#### The records
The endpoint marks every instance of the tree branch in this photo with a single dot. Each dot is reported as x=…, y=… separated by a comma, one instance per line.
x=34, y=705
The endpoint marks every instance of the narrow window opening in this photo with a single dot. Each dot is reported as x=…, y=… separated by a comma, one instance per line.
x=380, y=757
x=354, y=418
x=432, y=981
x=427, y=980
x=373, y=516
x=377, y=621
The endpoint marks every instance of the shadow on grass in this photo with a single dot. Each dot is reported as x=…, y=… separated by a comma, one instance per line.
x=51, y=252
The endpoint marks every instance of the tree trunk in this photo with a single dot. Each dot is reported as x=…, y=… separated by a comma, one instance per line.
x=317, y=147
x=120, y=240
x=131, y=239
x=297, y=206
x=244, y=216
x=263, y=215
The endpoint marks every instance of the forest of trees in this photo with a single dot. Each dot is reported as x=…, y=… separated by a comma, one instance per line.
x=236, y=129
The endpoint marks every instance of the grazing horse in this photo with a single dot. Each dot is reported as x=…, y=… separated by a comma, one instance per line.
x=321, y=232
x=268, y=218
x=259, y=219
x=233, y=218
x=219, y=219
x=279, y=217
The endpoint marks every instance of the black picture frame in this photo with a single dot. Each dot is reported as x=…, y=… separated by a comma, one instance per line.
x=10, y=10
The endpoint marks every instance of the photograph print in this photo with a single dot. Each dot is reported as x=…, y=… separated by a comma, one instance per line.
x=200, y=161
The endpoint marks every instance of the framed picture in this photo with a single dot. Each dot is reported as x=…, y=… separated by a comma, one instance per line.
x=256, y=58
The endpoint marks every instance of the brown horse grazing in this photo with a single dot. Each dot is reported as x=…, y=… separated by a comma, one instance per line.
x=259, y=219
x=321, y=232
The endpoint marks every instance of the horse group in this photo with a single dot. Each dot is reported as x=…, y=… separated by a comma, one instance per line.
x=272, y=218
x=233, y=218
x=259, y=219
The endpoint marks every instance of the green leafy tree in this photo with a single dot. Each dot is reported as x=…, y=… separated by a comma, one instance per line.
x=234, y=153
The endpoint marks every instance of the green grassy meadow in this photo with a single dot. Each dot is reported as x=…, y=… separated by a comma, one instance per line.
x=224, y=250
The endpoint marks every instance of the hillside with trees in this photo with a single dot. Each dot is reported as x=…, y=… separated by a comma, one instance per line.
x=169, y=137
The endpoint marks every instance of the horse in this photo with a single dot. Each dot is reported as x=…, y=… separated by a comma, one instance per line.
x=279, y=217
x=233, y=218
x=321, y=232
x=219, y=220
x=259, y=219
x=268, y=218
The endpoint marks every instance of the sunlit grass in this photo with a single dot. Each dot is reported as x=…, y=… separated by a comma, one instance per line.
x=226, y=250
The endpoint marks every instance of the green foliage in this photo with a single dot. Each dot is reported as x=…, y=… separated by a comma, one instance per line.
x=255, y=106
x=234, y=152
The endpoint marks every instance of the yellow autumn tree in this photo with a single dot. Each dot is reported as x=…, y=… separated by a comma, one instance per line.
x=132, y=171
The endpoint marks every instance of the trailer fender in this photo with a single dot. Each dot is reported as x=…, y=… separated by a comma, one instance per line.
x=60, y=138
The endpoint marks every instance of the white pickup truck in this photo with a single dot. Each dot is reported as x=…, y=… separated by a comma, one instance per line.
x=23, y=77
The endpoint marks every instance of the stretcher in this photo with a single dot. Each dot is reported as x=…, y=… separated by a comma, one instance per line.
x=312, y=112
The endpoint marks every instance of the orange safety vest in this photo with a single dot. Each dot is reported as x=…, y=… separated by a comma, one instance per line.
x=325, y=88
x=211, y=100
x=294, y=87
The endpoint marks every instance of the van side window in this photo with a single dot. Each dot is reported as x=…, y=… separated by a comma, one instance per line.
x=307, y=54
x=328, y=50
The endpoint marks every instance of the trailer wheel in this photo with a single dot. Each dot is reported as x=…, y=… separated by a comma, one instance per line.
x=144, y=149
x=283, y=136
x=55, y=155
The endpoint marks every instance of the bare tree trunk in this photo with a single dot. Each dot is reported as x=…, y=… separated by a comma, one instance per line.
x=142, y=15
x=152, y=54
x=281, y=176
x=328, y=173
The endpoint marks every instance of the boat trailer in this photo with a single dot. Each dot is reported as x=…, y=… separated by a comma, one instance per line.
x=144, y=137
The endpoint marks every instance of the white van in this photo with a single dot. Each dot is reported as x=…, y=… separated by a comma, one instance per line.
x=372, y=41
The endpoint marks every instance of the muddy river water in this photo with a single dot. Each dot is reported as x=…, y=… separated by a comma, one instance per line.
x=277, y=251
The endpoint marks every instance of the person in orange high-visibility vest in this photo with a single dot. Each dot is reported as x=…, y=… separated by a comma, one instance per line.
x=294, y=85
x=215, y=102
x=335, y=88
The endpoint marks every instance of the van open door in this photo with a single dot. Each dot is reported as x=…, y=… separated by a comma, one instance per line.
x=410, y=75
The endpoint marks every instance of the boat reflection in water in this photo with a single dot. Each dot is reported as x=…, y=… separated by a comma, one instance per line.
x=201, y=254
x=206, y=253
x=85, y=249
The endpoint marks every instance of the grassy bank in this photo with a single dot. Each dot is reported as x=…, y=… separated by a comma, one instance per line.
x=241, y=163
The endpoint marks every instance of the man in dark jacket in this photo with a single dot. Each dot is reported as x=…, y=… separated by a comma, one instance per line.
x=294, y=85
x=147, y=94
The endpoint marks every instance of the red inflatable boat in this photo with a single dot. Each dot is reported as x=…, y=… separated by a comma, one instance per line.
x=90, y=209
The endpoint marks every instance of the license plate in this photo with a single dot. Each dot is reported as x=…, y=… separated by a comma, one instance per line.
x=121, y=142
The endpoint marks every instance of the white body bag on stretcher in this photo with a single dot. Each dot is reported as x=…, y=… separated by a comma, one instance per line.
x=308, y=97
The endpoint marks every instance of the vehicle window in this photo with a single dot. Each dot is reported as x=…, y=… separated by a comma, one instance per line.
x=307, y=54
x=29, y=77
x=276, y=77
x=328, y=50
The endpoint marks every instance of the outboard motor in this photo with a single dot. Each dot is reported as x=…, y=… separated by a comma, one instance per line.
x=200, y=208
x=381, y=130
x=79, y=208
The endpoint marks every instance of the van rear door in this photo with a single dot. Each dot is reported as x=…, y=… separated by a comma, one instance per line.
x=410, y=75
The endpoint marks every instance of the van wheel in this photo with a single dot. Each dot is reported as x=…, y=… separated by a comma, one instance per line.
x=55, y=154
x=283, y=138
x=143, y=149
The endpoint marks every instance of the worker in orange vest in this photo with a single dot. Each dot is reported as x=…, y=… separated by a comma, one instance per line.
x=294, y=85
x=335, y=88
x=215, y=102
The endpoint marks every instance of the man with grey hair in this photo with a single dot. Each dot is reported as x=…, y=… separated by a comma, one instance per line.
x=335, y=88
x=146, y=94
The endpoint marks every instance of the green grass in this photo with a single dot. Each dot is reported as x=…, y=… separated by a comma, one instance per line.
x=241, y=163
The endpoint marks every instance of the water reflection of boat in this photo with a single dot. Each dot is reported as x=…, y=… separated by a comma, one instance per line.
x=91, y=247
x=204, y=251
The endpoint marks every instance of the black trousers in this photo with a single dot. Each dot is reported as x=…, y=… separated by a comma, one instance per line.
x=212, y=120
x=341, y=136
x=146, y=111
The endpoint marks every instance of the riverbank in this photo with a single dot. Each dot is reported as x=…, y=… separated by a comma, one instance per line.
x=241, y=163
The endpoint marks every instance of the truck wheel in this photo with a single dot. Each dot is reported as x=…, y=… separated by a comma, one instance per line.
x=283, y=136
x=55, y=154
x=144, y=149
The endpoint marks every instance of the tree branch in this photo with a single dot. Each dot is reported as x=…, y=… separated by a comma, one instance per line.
########
Render every line of the items above as a numbered list, and omit any blank lines.

- _Response for this exercise_:
1. The endpoint marks every instance of the tree branch in this photo with a single dot. Each dot is reported as x=…, y=… separated by a comma, one instance per line.
2. x=34, y=705
3. The endpoint marks every instance of the narrow window opening in this photo with a single dot. Each dot is reported as x=…, y=… separated by a comma, one instance per line.
4. x=380, y=757
5. x=354, y=418
6. x=432, y=981
7. x=427, y=980
8. x=373, y=516
9. x=377, y=621
10. The endpoint marks every instance of the shadow on grass in this photo with a single dot. Each dot is reported as x=…, y=… separated by a comma, one instance per line.
11. x=51, y=252
12. The endpoint marks every instance of the tree trunk in this photo with a single dot. Each dot is reported as x=…, y=… separated by a comma, one instance per line.
13. x=317, y=147
14. x=120, y=240
15. x=131, y=239
16. x=297, y=206
17. x=244, y=216
18. x=263, y=215
19. The endpoint marks every instance of the forest of trees in this photo with a single dot. Each dot is reported as x=…, y=… separated by a comma, one instance per line.
20. x=236, y=129
21. The endpoint marks every instance of the grazing horse in this photo with a single dot. Each dot is reported as x=…, y=… separated by a comma, one instance per line.
22. x=321, y=232
23. x=268, y=218
24. x=259, y=219
25. x=233, y=218
26. x=219, y=219
27. x=279, y=217
28. The endpoint marks every instance of the black picture frame in this photo with a single dot. Each dot is reported as x=…, y=… separated by a comma, one instance per line.
29. x=10, y=10
30. The endpoint marks every instance of the photograph print in this photo with a single dot. Each dot is reported as x=…, y=… separated by a comma, one instance per line.
31. x=200, y=161
32. The endpoint marks every instance of the framed picture in this photo with a single dot. Each dot is reported as x=…, y=… separated by a comma, one instance per line.
33. x=256, y=58
34. The endpoint marks every instance of the brown horse grazing in this photo with a single dot. Each dot is reported as x=…, y=… separated by a comma, one instance per line.
35. x=259, y=219
36. x=321, y=232
37. The endpoint marks every instance of the horse group in this photo with a single dot. Each dot is reported as x=…, y=… separated by a comma, one instance per line.
38. x=272, y=218
39. x=233, y=218
40. x=259, y=219
41. The endpoint marks every instance of the green leafy tree in this photo with a single dot. Each dot is reported as x=…, y=… separated by a comma, one instance per line.
42. x=234, y=153
43. The endpoint marks every instance of the green grassy meadow in this photo with a single dot. Each dot is reported as x=…, y=… separated by a comma, one instance per line.
44. x=224, y=250
45. The endpoint marks every instance of the hillside with trees in this photo with a single dot. Each dot is reported as x=…, y=… separated by a comma, one instance per line.
46. x=169, y=137
47. The endpoint marks every instance of the horse in this photo with a single dot. Each dot is reported as x=…, y=… separated by a comma, one instance per line.
48. x=279, y=217
49. x=233, y=218
50. x=321, y=232
51. x=219, y=220
52. x=259, y=219
53. x=268, y=218
54. The endpoint marks every instance of the sunlit grass in this photo with a single dot. Each dot is reported as x=…, y=… separated by a comma, one instance per line.
55. x=226, y=250
56. The endpoint marks every instance of the green foliage in this photo with a single dot. Each dot is reported as x=…, y=… separated by a comma, one instance per line.
57. x=255, y=106
58. x=234, y=152
59. The endpoint marks every instance of the yellow autumn tree in this photo with a single dot. Each dot is reported as x=…, y=… separated by a comma, one instance per line.
60. x=132, y=171
61. The endpoint marks every instance of the trailer fender in this photo with a single dot. Each dot is reported as x=…, y=… separated by a comma, one instance per line.
62. x=60, y=138
63. The endpoint marks every instance of the white pickup truck in this photo with a single dot. Each dot is reported as x=…, y=… separated by a comma, one instance per line.
64. x=23, y=77
65. The endpoint marks every instance of the stretcher in this photo with a single dot. Each dot is reported as x=…, y=… separated by a comma, one instance per line.
66. x=312, y=112
67. The endpoint marks every instance of the orange safety vest in this photo with a single dot. Each dot is reported as x=…, y=… separated by a comma, one instance per line.
68. x=325, y=88
69. x=211, y=100
70. x=294, y=87
71. The endpoint marks every instance of the van side window in this photo with a single dot. Each dot is reported as x=…, y=… separated by a comma, one instance per line.
72. x=307, y=54
73. x=328, y=50
74. The endpoint marks every instance of the trailer wheel in this photo with a single dot. Each dot is reported as x=…, y=… separated by a comma, one instance per line.
75. x=144, y=149
76. x=283, y=136
77. x=55, y=155
78. The endpoint marks every instance of the bare tree trunk in this photo with a single dot. Each dot is reported as x=…, y=… separated by a comma, one instance per line.
79. x=142, y=15
80. x=152, y=54
81. x=281, y=176
82. x=328, y=173
83. The endpoint marks every instance of the boat trailer in this photo with a single dot. Each dot is reported as x=…, y=… separated by a comma, one instance per line.
84. x=144, y=137
85. The endpoint marks every instance of the white van in this photo with a single dot. Each dot is reported as x=…, y=… separated by a comma, one instance per line.
86. x=372, y=41
87. The endpoint marks every instance of the muddy river water in this photo with a single dot. Each dot is reported as x=…, y=… separated by a comma, one instance per line.
88. x=277, y=251
89. The endpoint marks every instance of the person in orange high-visibility vest in this photo with a single dot. Each dot is reported as x=…, y=… separated by a comma, one instance per line.
90. x=294, y=85
91. x=215, y=102
92. x=335, y=88
93. The endpoint marks every instance of the van open door in this photo with a single dot. Each dot is reported as x=…, y=… separated by a comma, one instance per line.
94. x=410, y=75
95. The endpoint marks every instance of the boat reflection in water in this photo with a single dot. Each dot is reported as x=…, y=… separated by a comma, one instance per line.
96. x=201, y=254
97. x=206, y=253
98. x=85, y=249
99. The endpoint marks every instance of the grassy bank in this photo with a single dot. Each dot is reported as x=…, y=… separated by a comma, one instance per line.
100. x=241, y=163
101. The endpoint marks every instance of the man in dark jacket in this photo with a single dot. Each dot is reported as x=…, y=… separated by a comma, one instance per line.
102. x=294, y=85
103. x=147, y=94
104. The endpoint marks every instance of the red inflatable boat in this photo with a single dot. Each dot is reported as x=…, y=… separated by a comma, one instance per line.
105. x=90, y=209
106. The endpoint marks every instance of the license plate in this photo with a single dot. Each dot is reported as x=…, y=… separated by a comma, one instance per line.
107. x=121, y=142
108. The endpoint marks every instance of the white body bag on stretcher in this photo with a single dot. Each dot is reported as x=…, y=… separated by a comma, one instance per line.
109. x=308, y=97
110. The endpoint marks every instance of the vehicle window in this photo with a single dot. Each dot is reported as x=…, y=… separated by a comma, one instance per line.
111. x=307, y=54
112. x=29, y=77
113. x=276, y=77
114. x=328, y=50
115. The endpoint marks every instance of the outboard motor in this photo with a single dot. Each dot is reported as x=…, y=… separated by a comma, one instance per line.
116. x=200, y=208
117. x=381, y=130
118. x=79, y=208
119. The endpoint marks every instance of the van rear door in this photo with a single dot. Each dot is reported as x=…, y=… separated by a comma, one instance per line.
120. x=410, y=75
121. The endpoint marks every instance of the van wheel in this photo with a single dot. Each dot is reported as x=…, y=… separated by a comma, one instance per line.
122. x=55, y=154
123. x=283, y=138
124. x=143, y=149
125. The endpoint marks every instance of the worker in orange vest in this photo with a single dot. Each dot is reported as x=…, y=… separated by a comma, one instance per line.
126. x=294, y=85
127. x=335, y=88
128. x=215, y=102
129. The endpoint marks every instance of the man with grey hair in this photo with a single dot. Each dot is reported as x=…, y=… separated by a comma, one instance per line.
130. x=335, y=88
131. x=146, y=94
132. The endpoint marks every instance of the green grass in this photo with a single dot. Each dot is reported as x=…, y=… separated by a comma, one instance per line.
133. x=241, y=163
134. The endpoint marks every instance of the water reflection of boat in this photo with a single dot. Each dot is reported as x=…, y=… separated by a comma, one instance per line.
135. x=91, y=247
136. x=204, y=251
137. The endpoint marks every instance of the black trousers in this photo with a single dot. Each dot is reported as x=…, y=… separated by a comma, one instance per line.
138. x=212, y=120
139. x=341, y=136
140. x=146, y=111
141. The endpoint marks every instance of the riverbank in this photo with a single dot. Each dot is reported as x=…, y=… separated by a comma, one instance per line.
142. x=241, y=163
143. The endpoint marks every instance of the truck wheel in this photo with a single dot. Each dot is reported as x=…, y=… separated by a comma, one instance per line.
144. x=283, y=136
145. x=55, y=154
146. x=144, y=149
147. The endpoint marks every instance of the tree branch in this photo with a single dot. Each dot is reported as x=…, y=… separated by a comma, one instance per line.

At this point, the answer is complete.